• **READING PASSAGE**:

────

= Defence Research Establishment Suffield =

The Defence Research Establishment Suffield was the name of the military research facility located 5 km north of Suffield, Alberta, from 1967 to its renaming to DRDC Suffield in 2000.

==History==
After being renamed from the Suffield Experimental Station in July 1967, the Defence Research Establishment Suffield (DRES) continued to operate under the Defence Research Board. On August 3, 1971, Agriculture Minister H.A. (Bud) Olson announce "that a Canadian Forces Base will be established on the military reservation of the Defence Research Establishment at Suffield, near Medicine Hat" where more than 6,000 British troops will train between May and November 1972. A few weeks later, on August 25, 1971, the Canadian Government ratified a ten-year agreement with the British Government that allowed the United Kingdom Forces to use the Military Training Area (MTA) on the Suffield Block. The MTA occupies the northern three quarters of the military reserve and the remaining southern area was named the Experimental Proving Grounds (EPG).

On December 1, 1971, the Canadian Forces Base Suffield (CFB Suffield) was officially created and allocated to Mobile Command. 162 staff members, over 90 buildings, over 80 vehicles, and the Crown Village of Ralston were transferred from DRES to CFB Suffield and CFB Suffield was co-located with the Research Establishment.

In 1974, the Defence Research Board evolved into the Research and Development Branch which was administered under the Assistant Deputy Minister Materiel of the Canadian Department of National Defence. Another reorganization followed on April 1, 2000, when the Research and Development Branch was placed under the Assistant Deputy Minister Science & Technology and renamed to Defence Research and Development Canada (DRDC).

| Chief DRES | Tenure |
|---|---|
| Mr. E.H. Bobyn | September 1964 To 1968 |
| Dr. B.J. Perry | 1968 to June 2, 1971 |
| C.R. Iverson | June 11, 1971 to ? |
| R.M. Hegge | ? to 1979 |
| Dr. C.H. Baker | 1981 |
| Dr. J.C. Moldon | Aug 1990 to ? |

==Large events==
Large chemical training events
- Exercise Vacuum was undertaken in the fall of 1968 with the objective "To test, under realistic battle conditions, new defensive doctrine, training agents, clothing and equipment designed as a result of shortcomings brought out in previous trials ..." Almost 2000 men participated in Exercise Vacuum, which was held on the Suffield Block. Simulants (mainly based on the tear gas CS) were used in the experimental phase of Exercise Vacuum.
Large explosive events
- Distant Plain 6 was a 100-ton detonation (spherical form) in 1967
- The Prairie Flat 500-ton detonation (spherical form) on 9 August 1968 at the Watching Hill test site formed a 64-meter diameter crater
- The Dial Pack 500-ton detonation on 23 July 1970.

────

• **SUPPLIED MATERIAL**:
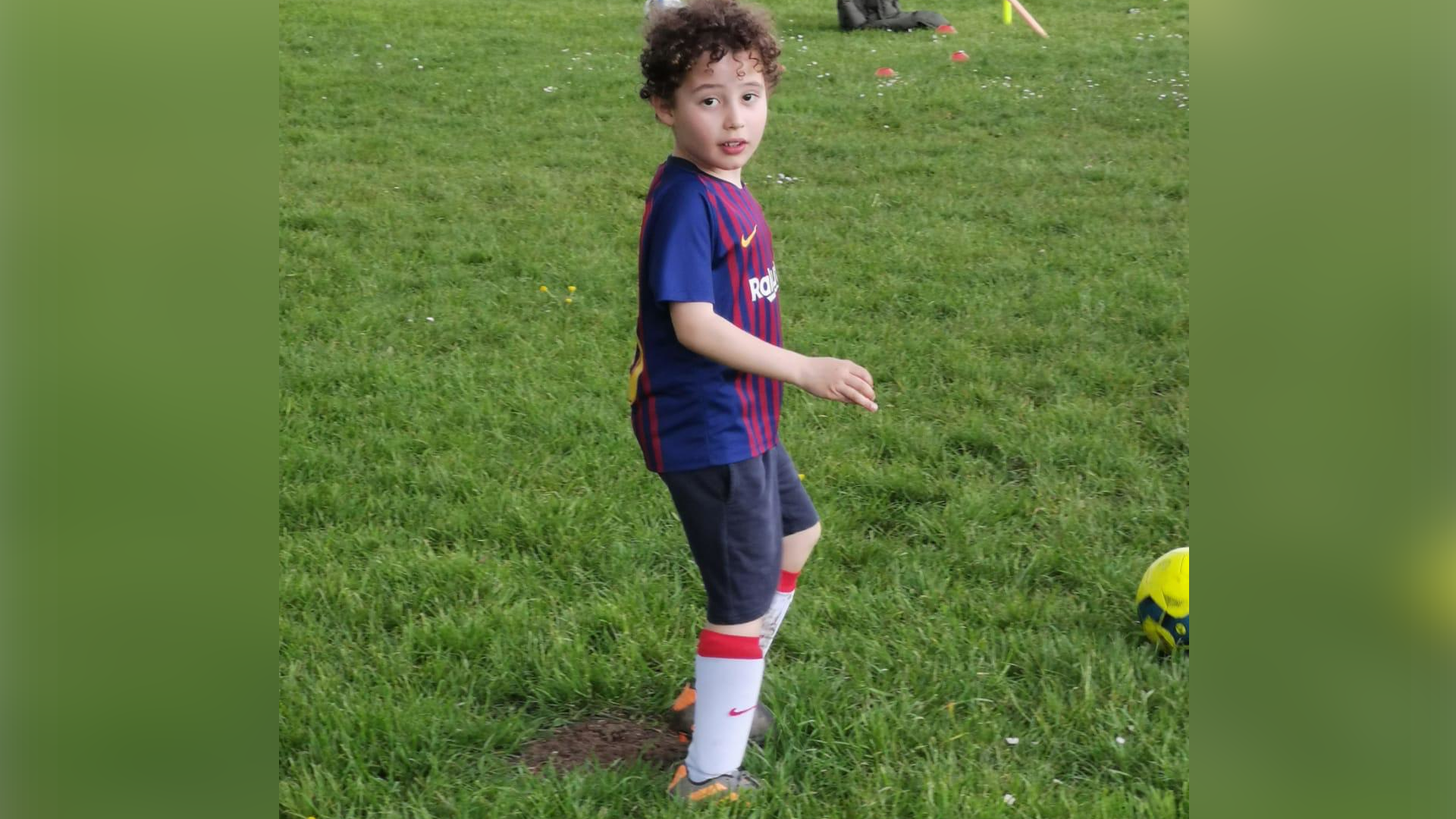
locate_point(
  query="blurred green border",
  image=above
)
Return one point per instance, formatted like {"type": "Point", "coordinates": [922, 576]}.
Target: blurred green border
{"type": "Point", "coordinates": [140, 409]}
{"type": "Point", "coordinates": [1321, 410]}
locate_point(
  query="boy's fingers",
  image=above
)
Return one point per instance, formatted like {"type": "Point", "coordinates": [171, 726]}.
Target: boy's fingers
{"type": "Point", "coordinates": [862, 387]}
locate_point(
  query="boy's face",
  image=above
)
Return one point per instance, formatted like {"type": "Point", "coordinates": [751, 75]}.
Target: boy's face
{"type": "Point", "coordinates": [718, 114]}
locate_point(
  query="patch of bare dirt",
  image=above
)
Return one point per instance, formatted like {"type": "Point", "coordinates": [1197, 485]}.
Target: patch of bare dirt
{"type": "Point", "coordinates": [603, 741]}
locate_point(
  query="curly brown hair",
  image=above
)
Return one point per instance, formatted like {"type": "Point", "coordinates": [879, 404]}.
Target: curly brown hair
{"type": "Point", "coordinates": [677, 37]}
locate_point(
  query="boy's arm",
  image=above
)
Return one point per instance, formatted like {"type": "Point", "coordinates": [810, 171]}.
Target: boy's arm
{"type": "Point", "coordinates": [708, 334]}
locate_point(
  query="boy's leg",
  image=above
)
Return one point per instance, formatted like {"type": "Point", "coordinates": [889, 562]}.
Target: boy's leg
{"type": "Point", "coordinates": [733, 525]}
{"type": "Point", "coordinates": [728, 670]}
{"type": "Point", "coordinates": [799, 518]}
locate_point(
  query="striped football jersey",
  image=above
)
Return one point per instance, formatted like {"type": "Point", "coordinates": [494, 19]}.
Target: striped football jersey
{"type": "Point", "coordinates": [704, 240]}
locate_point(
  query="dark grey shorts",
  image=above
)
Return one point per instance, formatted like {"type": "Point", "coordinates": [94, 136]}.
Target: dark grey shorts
{"type": "Point", "coordinates": [736, 518]}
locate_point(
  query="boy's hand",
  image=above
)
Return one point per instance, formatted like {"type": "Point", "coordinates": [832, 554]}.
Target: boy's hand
{"type": "Point", "coordinates": [837, 379]}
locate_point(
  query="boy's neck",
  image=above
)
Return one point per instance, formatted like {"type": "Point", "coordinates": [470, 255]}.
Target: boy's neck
{"type": "Point", "coordinates": [733, 177]}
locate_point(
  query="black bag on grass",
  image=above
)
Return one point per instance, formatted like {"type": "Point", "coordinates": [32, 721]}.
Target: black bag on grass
{"type": "Point", "coordinates": [884, 15]}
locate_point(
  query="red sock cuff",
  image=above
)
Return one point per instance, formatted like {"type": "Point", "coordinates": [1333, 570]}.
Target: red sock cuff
{"type": "Point", "coordinates": [728, 646]}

────

Return the passage about the Defence Research Establishment Suffield exactly, everything from "Large explosive events" down to "23 July 1970.".

• **SOLUTION TO THIS PROBLEM**:
Large explosive events
- Distant Plain 6 was a 100-ton detonation (spherical form) in 1967
- The Prairie Flat 500-ton detonation (spherical form) on 9 August 1968 at the Watching Hill test site formed a 64-meter diameter crater
- The Dial Pack 500-ton detonation on 23 July 1970.